═══ Dataset rows ═══

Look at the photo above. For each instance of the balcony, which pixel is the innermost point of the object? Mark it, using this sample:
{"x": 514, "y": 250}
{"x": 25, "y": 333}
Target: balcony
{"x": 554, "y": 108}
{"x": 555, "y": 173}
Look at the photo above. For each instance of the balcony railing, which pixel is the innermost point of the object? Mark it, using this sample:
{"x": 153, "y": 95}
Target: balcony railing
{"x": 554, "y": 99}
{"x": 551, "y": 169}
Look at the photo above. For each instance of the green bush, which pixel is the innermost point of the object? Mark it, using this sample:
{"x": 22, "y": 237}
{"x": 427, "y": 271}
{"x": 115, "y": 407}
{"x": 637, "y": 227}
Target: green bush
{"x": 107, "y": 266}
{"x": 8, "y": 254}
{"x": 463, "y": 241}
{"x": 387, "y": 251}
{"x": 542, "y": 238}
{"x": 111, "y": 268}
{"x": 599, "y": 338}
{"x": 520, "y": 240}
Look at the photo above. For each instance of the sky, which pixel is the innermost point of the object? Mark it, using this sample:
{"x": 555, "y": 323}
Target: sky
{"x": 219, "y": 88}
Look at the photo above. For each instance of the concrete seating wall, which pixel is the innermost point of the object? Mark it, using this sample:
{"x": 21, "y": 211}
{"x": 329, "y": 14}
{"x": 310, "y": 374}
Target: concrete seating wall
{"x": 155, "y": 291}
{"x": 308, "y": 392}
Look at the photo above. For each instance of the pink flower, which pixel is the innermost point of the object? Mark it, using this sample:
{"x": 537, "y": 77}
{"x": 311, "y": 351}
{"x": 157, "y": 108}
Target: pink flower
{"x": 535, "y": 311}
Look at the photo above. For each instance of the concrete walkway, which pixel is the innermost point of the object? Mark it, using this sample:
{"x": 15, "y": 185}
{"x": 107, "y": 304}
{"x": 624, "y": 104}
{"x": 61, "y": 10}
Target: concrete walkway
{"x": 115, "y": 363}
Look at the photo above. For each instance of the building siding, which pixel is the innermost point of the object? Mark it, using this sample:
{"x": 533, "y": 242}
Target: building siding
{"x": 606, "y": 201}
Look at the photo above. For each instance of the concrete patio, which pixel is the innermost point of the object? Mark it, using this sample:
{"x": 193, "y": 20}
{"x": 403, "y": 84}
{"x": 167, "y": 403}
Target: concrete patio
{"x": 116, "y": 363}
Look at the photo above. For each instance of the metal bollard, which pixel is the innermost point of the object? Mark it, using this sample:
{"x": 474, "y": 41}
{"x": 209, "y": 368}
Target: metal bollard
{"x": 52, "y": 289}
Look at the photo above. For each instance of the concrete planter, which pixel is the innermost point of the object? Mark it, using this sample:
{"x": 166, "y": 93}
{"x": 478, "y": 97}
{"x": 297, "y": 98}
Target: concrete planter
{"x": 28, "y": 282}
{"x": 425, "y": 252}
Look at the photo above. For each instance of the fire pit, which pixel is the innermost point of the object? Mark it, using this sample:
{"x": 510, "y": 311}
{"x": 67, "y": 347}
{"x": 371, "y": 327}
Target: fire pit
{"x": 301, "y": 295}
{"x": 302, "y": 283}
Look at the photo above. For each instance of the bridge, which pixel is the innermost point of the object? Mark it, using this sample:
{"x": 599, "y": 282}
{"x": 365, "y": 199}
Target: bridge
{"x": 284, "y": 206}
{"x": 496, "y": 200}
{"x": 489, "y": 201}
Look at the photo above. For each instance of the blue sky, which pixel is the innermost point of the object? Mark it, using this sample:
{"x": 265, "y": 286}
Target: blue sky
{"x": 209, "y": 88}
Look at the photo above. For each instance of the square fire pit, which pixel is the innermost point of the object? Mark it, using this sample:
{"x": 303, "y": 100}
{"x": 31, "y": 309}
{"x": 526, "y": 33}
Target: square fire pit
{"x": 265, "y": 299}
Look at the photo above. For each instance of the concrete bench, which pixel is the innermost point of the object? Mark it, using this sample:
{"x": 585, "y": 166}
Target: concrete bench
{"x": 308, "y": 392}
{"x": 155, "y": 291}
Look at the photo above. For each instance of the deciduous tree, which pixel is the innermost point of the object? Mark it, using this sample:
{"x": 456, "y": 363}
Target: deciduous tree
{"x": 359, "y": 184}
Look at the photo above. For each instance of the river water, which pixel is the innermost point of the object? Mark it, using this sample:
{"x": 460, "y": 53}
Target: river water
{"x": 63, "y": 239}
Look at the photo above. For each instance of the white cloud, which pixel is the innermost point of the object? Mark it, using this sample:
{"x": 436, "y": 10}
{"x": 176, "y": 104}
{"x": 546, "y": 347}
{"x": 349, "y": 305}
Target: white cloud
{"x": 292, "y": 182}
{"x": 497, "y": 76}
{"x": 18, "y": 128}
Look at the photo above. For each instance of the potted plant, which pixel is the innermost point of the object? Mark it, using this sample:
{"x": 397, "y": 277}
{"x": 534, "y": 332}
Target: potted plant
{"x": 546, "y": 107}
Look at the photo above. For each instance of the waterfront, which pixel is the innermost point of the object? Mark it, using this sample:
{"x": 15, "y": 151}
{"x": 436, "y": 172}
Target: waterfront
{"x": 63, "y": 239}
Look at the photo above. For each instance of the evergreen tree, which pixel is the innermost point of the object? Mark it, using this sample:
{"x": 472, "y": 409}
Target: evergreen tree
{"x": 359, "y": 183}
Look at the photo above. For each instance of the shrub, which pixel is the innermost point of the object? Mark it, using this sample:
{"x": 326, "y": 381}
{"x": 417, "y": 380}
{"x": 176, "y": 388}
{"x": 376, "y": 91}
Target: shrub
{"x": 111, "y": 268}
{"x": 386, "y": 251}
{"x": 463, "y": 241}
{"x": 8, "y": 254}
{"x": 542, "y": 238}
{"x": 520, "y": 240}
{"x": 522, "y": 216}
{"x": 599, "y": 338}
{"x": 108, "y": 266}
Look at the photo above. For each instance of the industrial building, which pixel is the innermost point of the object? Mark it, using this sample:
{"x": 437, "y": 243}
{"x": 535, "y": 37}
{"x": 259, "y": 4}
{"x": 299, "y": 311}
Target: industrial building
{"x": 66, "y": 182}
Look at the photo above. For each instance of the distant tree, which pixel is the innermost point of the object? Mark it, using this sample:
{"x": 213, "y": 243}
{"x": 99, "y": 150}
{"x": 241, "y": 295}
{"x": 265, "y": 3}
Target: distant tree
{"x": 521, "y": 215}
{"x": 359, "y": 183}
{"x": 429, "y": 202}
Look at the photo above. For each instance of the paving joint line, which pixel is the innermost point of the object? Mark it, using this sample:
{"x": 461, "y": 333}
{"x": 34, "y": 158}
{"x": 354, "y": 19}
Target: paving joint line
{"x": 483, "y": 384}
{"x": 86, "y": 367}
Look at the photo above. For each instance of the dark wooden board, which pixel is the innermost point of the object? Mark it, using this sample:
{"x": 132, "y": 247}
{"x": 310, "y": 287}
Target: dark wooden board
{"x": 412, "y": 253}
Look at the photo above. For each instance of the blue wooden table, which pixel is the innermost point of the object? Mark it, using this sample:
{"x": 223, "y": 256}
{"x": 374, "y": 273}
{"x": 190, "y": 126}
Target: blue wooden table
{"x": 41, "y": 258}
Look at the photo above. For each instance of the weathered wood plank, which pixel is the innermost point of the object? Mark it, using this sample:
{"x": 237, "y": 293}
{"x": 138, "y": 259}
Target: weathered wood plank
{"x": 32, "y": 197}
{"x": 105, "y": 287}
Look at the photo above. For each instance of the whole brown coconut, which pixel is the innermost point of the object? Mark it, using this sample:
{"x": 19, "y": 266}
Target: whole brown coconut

═══

§ Work required
Restate the whole listing exactly.

§ The solution
Look at the photo above. For each instance of the balcony, which pixel is the innermost point of the object? Mark it, using this sample:
{"x": 514, "y": 250}
{"x": 25, "y": 333}
Target: balcony
{"x": 554, "y": 108}
{"x": 555, "y": 173}
Look at the photo above. For each instance of the balcony railing, which pixel is the innermost point of the object? Mark it, using this sample:
{"x": 153, "y": 95}
Target: balcony railing
{"x": 554, "y": 99}
{"x": 551, "y": 169}
Look at the photo above. For each instance of the green bush, which pixel is the innermost point of the object? Mark it, using this sample:
{"x": 22, "y": 237}
{"x": 427, "y": 271}
{"x": 115, "y": 407}
{"x": 637, "y": 227}
Target: green bush
{"x": 107, "y": 266}
{"x": 8, "y": 254}
{"x": 463, "y": 241}
{"x": 387, "y": 251}
{"x": 542, "y": 238}
{"x": 111, "y": 268}
{"x": 599, "y": 338}
{"x": 520, "y": 240}
Look at the photo above. For each instance of the sky, which pixel is the innermost point of the object? Mark it, using this sample:
{"x": 555, "y": 323}
Target: sky
{"x": 219, "y": 88}
Look at the photo above. For each instance of the concrete seating wall, which pixel is the innermost point of the object? Mark it, using this sample:
{"x": 21, "y": 211}
{"x": 329, "y": 14}
{"x": 310, "y": 374}
Target: concrete seating wall
{"x": 155, "y": 291}
{"x": 308, "y": 392}
Look at the photo above. For each instance of the pink flower, which pixel is the innermost point of the object? Mark it, using this sample:
{"x": 537, "y": 77}
{"x": 311, "y": 351}
{"x": 157, "y": 108}
Target: pink flower
{"x": 535, "y": 311}
Look at the photo above. For each instance of the concrete walkway, which pixel is the innermost point of the object? Mark it, using this sample:
{"x": 15, "y": 185}
{"x": 107, "y": 304}
{"x": 624, "y": 104}
{"x": 61, "y": 10}
Target: concrete walkway
{"x": 115, "y": 363}
Look at the photo above. For each instance of the building siding, which pixel is the innermost point of the object? Mark it, using this sample:
{"x": 533, "y": 242}
Target: building siding
{"x": 606, "y": 201}
Look at the photo above. For each instance of the concrete patio, which pixel is the innermost point of the object? Mark it, using this sample:
{"x": 193, "y": 20}
{"x": 403, "y": 84}
{"x": 167, "y": 403}
Target: concrete patio
{"x": 116, "y": 363}
Look at the photo above. For each instance of the metal bollard, which pixel is the innermost point of the object? Mark it, using this sample:
{"x": 474, "y": 41}
{"x": 209, "y": 368}
Target: metal bollard
{"x": 52, "y": 289}
Look at the photo above. For each instance of the concrete planter, which pixel is the innermost point of the object? Mark it, using this sample:
{"x": 166, "y": 93}
{"x": 478, "y": 97}
{"x": 297, "y": 98}
Target: concrete planter
{"x": 28, "y": 282}
{"x": 425, "y": 252}
Look at the photo above. For each instance of the fire pit, which pixel is the innermost point of the object? Mark it, using this sample:
{"x": 510, "y": 311}
{"x": 67, "y": 347}
{"x": 371, "y": 327}
Target: fire pit
{"x": 301, "y": 295}
{"x": 302, "y": 283}
Look at the photo above. For each instance of the bridge, which pixel is the innermost point of the object? Mark it, using this sample:
{"x": 599, "y": 282}
{"x": 365, "y": 199}
Target: bridge
{"x": 284, "y": 206}
{"x": 496, "y": 200}
{"x": 489, "y": 201}
Look at the photo above. For each instance of the blue sky, which pixel is the innermost point of the object? Mark it, using this sample:
{"x": 265, "y": 286}
Target: blue sky
{"x": 209, "y": 88}
Look at the photo above. For each instance of the square fire pit, which pixel is the innermost point of the object? Mark it, using this sample:
{"x": 303, "y": 100}
{"x": 31, "y": 309}
{"x": 526, "y": 33}
Target: square fire pit
{"x": 265, "y": 299}
Look at the photo above. For each instance of the concrete bench, which pixel is the innermost point of the object? Mark it, using this sample:
{"x": 585, "y": 166}
Target: concrete bench
{"x": 308, "y": 392}
{"x": 155, "y": 291}
Look at the photo above. For each instance of the deciduous tree, which pixel is the innermost point of the object? Mark it, using this sample:
{"x": 456, "y": 363}
Target: deciduous tree
{"x": 359, "y": 184}
Look at the photo above. For each instance of the river water, which pixel is the innermost point of the object? Mark it, using this sample:
{"x": 460, "y": 53}
Target: river water
{"x": 63, "y": 239}
Look at the photo above. For each instance of the white cloud, which pixel is the innermost point of the object? Mark it, using this sample:
{"x": 436, "y": 10}
{"x": 176, "y": 104}
{"x": 546, "y": 347}
{"x": 349, "y": 305}
Target: white cloud
{"x": 292, "y": 182}
{"x": 497, "y": 76}
{"x": 18, "y": 128}
Look at the photo above. For each instance of the potted plant, which pixel is the innermost point of the object? Mark it, using this sample:
{"x": 397, "y": 277}
{"x": 534, "y": 332}
Target: potted plant
{"x": 546, "y": 107}
Look at the photo above. For each instance of the waterfront, which pixel is the innermost point of the object? Mark it, using this sample:
{"x": 15, "y": 151}
{"x": 436, "y": 172}
Target: waterfront
{"x": 63, "y": 239}
Look at the photo above. For each instance of the evergreen tree, which pixel is the innermost point of the object? Mark it, using this sample:
{"x": 472, "y": 409}
Target: evergreen tree
{"x": 359, "y": 183}
Look at the photo above. For each instance of the shrub, which pixel is the innermost point of the object? Mark it, using this sample:
{"x": 326, "y": 381}
{"x": 417, "y": 380}
{"x": 176, "y": 388}
{"x": 376, "y": 91}
Target: shrub
{"x": 111, "y": 268}
{"x": 386, "y": 251}
{"x": 463, "y": 241}
{"x": 8, "y": 254}
{"x": 542, "y": 238}
{"x": 520, "y": 240}
{"x": 522, "y": 216}
{"x": 599, "y": 338}
{"x": 108, "y": 266}
Look at the photo above. For each instance of the industrial building, which pixel is the innermost point of the object? Mark it, using this sample:
{"x": 437, "y": 243}
{"x": 535, "y": 37}
{"x": 259, "y": 4}
{"x": 299, "y": 311}
Target: industrial building
{"x": 66, "y": 182}
Look at the photo above. For each instance of the distant tree, which pixel is the innermost point of the object? Mark it, using this sample:
{"x": 213, "y": 243}
{"x": 99, "y": 150}
{"x": 241, "y": 295}
{"x": 265, "y": 3}
Target: distant tree
{"x": 521, "y": 215}
{"x": 359, "y": 183}
{"x": 429, "y": 202}
Look at the photo above. For each instance of the paving joint line, which pixel is the innermost point of the object? Mark it, using this sample:
{"x": 461, "y": 333}
{"x": 34, "y": 158}
{"x": 354, "y": 19}
Target: paving joint line
{"x": 483, "y": 384}
{"x": 86, "y": 367}
Look at the photo above. For each instance of the dark wooden board, which pixel is the innermost point of the object? Mark it, using this sample:
{"x": 132, "y": 247}
{"x": 310, "y": 287}
Target: dark wooden board
{"x": 412, "y": 253}
Look at the photo above. For each instance of the blue wooden table, which pixel is the innermost point of the object? Mark it, using this sample:
{"x": 223, "y": 256}
{"x": 374, "y": 273}
{"x": 190, "y": 126}
Target: blue wooden table
{"x": 41, "y": 258}
Look at the photo above. For each instance of the weathered wood plank, which pixel is the innermost point of the object? Mark it, using this sample:
{"x": 237, "y": 293}
{"x": 138, "y": 259}
Target: weathered wood plank
{"x": 32, "y": 197}
{"x": 105, "y": 287}
Look at the photo above. For each instance of the whole brown coconut, which pixel is the innermost point of the object? Mark it, using this sample:
{"x": 19, "y": 266}
Target: whole brown coconut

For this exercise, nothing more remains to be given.